_TASK TO COMPLETE_: Revise the entries below, replacing every "single point" with "single dot" and leaving everything else unchanged.

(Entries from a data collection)
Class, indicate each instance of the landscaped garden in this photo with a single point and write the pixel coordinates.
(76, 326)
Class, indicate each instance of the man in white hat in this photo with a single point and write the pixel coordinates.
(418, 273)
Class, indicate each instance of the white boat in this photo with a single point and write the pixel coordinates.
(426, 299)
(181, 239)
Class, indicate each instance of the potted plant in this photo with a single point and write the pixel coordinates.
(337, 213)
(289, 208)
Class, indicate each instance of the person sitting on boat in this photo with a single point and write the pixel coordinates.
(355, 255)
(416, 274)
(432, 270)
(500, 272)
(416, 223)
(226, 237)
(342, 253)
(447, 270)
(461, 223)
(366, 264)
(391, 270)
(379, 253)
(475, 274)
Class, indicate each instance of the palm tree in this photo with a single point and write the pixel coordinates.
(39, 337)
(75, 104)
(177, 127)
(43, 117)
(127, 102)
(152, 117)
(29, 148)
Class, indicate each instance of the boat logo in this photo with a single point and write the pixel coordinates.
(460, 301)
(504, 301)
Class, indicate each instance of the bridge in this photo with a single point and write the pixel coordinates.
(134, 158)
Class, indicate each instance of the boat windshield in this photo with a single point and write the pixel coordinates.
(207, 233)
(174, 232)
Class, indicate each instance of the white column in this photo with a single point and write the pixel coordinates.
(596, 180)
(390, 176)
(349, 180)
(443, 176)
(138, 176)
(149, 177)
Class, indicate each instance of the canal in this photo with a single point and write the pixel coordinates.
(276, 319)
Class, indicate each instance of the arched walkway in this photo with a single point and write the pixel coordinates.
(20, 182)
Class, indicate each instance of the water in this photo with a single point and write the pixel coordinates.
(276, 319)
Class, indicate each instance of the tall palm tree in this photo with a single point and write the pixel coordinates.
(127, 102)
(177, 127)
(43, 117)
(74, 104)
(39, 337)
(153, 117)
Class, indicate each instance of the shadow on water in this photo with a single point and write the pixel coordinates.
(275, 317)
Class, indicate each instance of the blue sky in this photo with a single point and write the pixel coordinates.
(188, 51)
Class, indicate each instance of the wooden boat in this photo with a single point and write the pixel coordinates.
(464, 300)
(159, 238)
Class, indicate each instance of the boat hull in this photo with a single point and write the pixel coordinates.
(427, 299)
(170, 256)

_EXERCISE OUTPUT_:
Class, indicate each instance of the landscaped garden in this photo with a single dot and write the pixel coordinates.
(76, 326)
Class, indicate each instance of the man in white hat in this photo with a single dot and write the pixel coordinates.
(418, 273)
Class, indicate each instance of the white boat in this photo with a single dot and write the pixel coordinates.
(426, 299)
(181, 239)
Class, indicate each instance of the potted plant in this photo with a single dot and write the pixel coordinates.
(337, 213)
(289, 208)
Class, indicate each instance of the person sitting on boat in this photo with a single dot and write the pixel coordinates.
(355, 255)
(416, 274)
(432, 270)
(500, 272)
(416, 223)
(226, 237)
(342, 253)
(447, 270)
(461, 223)
(366, 264)
(391, 270)
(379, 253)
(475, 274)
Class, indicate each instance of the palm tree in this photo with a single dot and write the pixel coordinates.
(39, 337)
(75, 104)
(177, 127)
(43, 117)
(127, 102)
(152, 117)
(29, 148)
Class, indicate each instance of the boat logo in this photo with a single dot and write the pixel coordinates.
(460, 301)
(504, 301)
Class, indicate each instance of the bridge in this photo with a single dot and write the pixel coordinates.
(134, 158)
Class, indicate each instance of the boat windshield in this photo with a single dot and write the pixel coordinates.
(207, 233)
(174, 232)
Class, indicate each instance of the white column in this photo with a single dot and write the pixel coordinates.
(596, 180)
(390, 176)
(349, 180)
(443, 176)
(138, 176)
(149, 177)
Class, indicate each instance of the canal in this photo with a single dot and write the pixel coordinates.
(276, 319)
Class, indicate each instance of the arched walkway in this photo with a single dot and write the pixel coordinates.
(20, 182)
Class, indicate each instance of the water in this photo with a single dot and write the pixel coordinates.
(276, 319)
Class, indicate each instance of the tall palm tree in this photo with a single dot and write the pixel coordinates.
(127, 102)
(177, 127)
(43, 117)
(74, 104)
(39, 337)
(153, 117)
Class, indicate each instance of the shadow on water in this photo with a single dot and write the pixel coordinates.
(275, 317)
Class, indicate each instance of the blue sky in this photo with a single dot and write the pixel coordinates.
(188, 51)
Class, indicate each instance of the wooden boat in this photo with a single dot and write the pixel coordinates.
(464, 300)
(159, 238)
Class, indicate each instance of the boat hull in this photo with a single dot and write the pixel coordinates.
(427, 299)
(170, 256)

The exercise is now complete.